## [What the task requires]
Report each line in the entries below that contains the string "query", reproducing every such line in full. Treat the match as case-sensitive.

-- BEGIN Provided records --

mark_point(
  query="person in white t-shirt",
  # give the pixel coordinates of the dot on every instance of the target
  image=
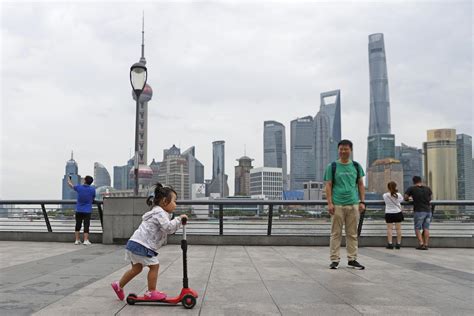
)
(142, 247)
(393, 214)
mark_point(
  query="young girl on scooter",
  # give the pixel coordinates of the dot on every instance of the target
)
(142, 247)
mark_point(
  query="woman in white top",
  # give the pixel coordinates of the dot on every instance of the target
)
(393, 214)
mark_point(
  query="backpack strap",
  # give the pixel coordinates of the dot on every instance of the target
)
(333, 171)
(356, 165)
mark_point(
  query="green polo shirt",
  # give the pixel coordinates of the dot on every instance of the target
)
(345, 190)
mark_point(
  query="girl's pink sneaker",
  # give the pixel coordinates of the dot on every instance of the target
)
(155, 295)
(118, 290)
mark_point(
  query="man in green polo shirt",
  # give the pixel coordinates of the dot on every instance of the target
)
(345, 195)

-- END Provided records --
-- BEGIN Provided records --

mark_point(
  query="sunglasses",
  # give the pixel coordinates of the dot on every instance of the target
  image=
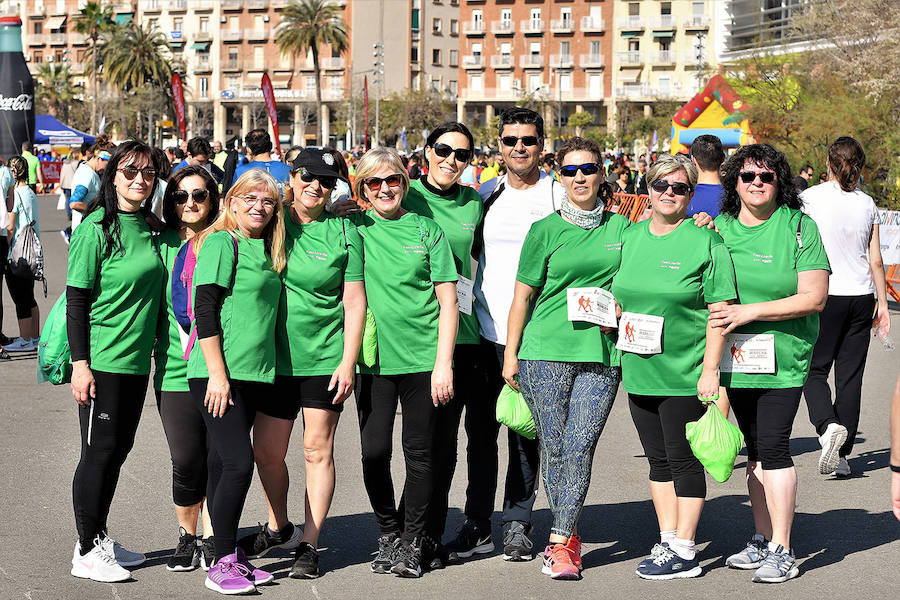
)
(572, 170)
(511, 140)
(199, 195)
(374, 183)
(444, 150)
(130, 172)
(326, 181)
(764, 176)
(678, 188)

-- END Provided records --

## [Reply to the task]
  query="person in white t-shirt",
  query="young girl on scooter",
  query="woman in white top",
  query="backpack strap",
  query="green polo shirt",
  query="girl's pink sneaker",
  query="man in green polo shirt",
  query="sunglasses",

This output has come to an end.